Requirement A -> From the article on Apple's on-device AI, list every text-related task that the OpenELM models are said to excel in.
Requirement B -> Extract the passage of the article on Apple's on-device AI between "Apple will join" and "believe it’s possible.", inclusive.

Apple Researchers Show How The Company Plans on Running AI Models On-Device


Apple will join the artificial intelligence arena later than some when it unveils its next-generation operating systems for iPhones, iPads, and Macs at its Worldwide Developers Conference (WWDC) on June 10. According to reports from Bloomberg, Apple is developing its own large language model (LLM) to empower on-device generative AI features. Can an entire AI model run without any cloud-based processing? Apple’s researchers believe it’s possible.

On-Device AI:

In a paper titled “LLM in a flash: Efficient Large Language Model Inference with Limited Memory,” Apple researchers outline the company’s strategy to execute hefty AI models on iPhones, iPads, MacBooks, and more. Instead of storing the AI model’s data in RAM as is customary, Apple plans to utilize the device’s flash memory. The Verge reports that this approach allows for faster and more efficient AI model operation. Furthermore, it enables the running of LLMs up to twice the size of available DRAM.

Apple recently introduced new OpenELM AI models on the Hugging Face model library. These models, collectively known as OpenELM (Open-source Efficient Language Models), comprise four compact language models suitable for devices like phones and PCs. They excel in text-related tasks such as text generation, summarization, and email composition.

Source data ->
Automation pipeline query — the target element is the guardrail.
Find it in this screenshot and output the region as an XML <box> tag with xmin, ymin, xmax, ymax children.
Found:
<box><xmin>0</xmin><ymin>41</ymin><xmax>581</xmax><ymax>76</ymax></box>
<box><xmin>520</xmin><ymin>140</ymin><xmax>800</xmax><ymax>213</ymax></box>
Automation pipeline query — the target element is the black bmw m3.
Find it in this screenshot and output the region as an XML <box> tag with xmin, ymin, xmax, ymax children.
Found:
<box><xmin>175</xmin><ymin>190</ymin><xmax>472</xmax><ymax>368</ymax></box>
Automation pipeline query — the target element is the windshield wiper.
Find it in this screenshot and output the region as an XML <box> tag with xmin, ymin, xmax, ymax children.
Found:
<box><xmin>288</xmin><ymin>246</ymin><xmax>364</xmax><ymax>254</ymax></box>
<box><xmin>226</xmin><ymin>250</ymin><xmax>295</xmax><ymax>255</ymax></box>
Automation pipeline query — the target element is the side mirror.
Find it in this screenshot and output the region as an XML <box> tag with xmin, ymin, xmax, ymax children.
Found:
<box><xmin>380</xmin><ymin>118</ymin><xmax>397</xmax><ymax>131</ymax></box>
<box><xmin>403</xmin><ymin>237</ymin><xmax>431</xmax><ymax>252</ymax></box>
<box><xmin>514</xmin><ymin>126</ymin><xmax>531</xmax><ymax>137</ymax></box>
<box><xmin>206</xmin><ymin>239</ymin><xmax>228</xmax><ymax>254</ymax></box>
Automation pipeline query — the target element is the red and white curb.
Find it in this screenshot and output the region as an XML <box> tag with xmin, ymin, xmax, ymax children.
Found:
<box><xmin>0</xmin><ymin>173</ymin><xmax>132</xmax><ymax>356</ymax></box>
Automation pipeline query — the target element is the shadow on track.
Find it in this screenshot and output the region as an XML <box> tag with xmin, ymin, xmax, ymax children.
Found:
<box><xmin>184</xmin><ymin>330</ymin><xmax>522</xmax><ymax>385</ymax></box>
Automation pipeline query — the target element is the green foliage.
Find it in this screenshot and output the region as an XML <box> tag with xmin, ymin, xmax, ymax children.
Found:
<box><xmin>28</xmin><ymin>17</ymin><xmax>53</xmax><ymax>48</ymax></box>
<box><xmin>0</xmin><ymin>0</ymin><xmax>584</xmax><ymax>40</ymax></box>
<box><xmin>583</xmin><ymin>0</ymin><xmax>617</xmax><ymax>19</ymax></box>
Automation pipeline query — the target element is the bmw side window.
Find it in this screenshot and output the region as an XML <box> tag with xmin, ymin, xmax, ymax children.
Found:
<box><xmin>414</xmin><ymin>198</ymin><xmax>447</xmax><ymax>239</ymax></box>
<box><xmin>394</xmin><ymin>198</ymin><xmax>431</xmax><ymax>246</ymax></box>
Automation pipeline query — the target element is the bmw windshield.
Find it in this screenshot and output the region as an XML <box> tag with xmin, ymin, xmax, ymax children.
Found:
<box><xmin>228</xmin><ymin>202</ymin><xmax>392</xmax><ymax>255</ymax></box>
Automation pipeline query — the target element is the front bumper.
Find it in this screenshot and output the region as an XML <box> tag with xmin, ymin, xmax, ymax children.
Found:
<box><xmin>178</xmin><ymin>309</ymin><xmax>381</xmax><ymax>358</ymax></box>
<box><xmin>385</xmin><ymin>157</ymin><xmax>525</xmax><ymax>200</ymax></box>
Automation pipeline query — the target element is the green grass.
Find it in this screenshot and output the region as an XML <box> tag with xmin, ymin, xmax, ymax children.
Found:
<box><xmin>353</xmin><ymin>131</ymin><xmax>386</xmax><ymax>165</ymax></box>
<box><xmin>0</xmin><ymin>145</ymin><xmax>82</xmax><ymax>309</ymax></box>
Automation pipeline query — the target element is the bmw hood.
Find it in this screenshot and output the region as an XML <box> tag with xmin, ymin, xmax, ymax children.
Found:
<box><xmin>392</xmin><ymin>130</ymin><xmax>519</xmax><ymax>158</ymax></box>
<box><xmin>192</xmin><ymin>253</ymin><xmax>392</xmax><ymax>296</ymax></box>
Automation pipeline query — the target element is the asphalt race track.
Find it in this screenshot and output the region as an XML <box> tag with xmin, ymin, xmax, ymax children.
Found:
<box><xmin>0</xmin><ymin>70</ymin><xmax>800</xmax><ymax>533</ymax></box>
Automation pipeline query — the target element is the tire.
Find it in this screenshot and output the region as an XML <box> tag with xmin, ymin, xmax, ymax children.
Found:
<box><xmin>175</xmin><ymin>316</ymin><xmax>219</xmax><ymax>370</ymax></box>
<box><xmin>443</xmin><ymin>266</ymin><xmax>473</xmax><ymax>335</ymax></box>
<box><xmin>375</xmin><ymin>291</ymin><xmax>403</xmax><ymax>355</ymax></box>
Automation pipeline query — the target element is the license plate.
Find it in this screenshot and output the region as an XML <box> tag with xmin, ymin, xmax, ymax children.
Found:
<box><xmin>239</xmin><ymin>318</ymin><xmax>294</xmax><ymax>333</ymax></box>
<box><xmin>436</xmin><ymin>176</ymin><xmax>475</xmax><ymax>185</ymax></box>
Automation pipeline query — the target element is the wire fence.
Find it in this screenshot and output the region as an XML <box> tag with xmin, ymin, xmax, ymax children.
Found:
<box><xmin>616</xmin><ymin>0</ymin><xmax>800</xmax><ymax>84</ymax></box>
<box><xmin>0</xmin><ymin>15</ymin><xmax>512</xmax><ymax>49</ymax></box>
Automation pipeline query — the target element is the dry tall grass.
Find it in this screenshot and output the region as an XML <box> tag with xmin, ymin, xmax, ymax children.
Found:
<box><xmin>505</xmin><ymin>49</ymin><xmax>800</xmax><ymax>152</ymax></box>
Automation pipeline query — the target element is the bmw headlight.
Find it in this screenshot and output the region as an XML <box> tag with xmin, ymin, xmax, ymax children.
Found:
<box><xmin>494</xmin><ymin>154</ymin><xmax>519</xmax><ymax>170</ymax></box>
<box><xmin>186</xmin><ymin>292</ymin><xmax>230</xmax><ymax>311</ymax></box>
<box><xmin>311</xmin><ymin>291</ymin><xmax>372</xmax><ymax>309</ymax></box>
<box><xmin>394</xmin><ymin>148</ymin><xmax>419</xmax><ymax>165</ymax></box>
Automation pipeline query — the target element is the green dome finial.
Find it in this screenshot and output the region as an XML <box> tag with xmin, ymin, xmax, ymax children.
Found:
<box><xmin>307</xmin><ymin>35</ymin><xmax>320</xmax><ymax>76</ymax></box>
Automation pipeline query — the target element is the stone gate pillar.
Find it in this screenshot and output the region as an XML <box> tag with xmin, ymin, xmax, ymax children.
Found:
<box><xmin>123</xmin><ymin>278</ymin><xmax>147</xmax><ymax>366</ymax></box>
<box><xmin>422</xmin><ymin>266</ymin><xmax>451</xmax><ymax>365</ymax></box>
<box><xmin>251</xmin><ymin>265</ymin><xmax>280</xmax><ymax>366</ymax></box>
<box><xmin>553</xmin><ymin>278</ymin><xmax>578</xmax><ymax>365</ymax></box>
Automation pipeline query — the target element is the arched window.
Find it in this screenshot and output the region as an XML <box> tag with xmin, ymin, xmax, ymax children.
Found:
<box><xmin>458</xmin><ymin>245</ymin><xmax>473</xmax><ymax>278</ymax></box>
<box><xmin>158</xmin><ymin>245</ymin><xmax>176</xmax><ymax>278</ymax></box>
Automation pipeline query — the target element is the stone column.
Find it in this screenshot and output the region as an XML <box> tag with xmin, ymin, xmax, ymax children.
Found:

Task solution A -> Text generation, summarization, and email composition.

Task solution B ->
Apple will join the artificial intelligence arena later than some when it unveils its next-generation operating systems for iPhones, iPads, and Macs at its Worldwide Developers Conference (WWDC) on June 10. According to reports from Bloomberg, Apple is developing its own large language model (LLM) to empower on-device generative AI features. Can an entire AI model run without any cloud-based processing? Apple’s researchers believe it’s possible.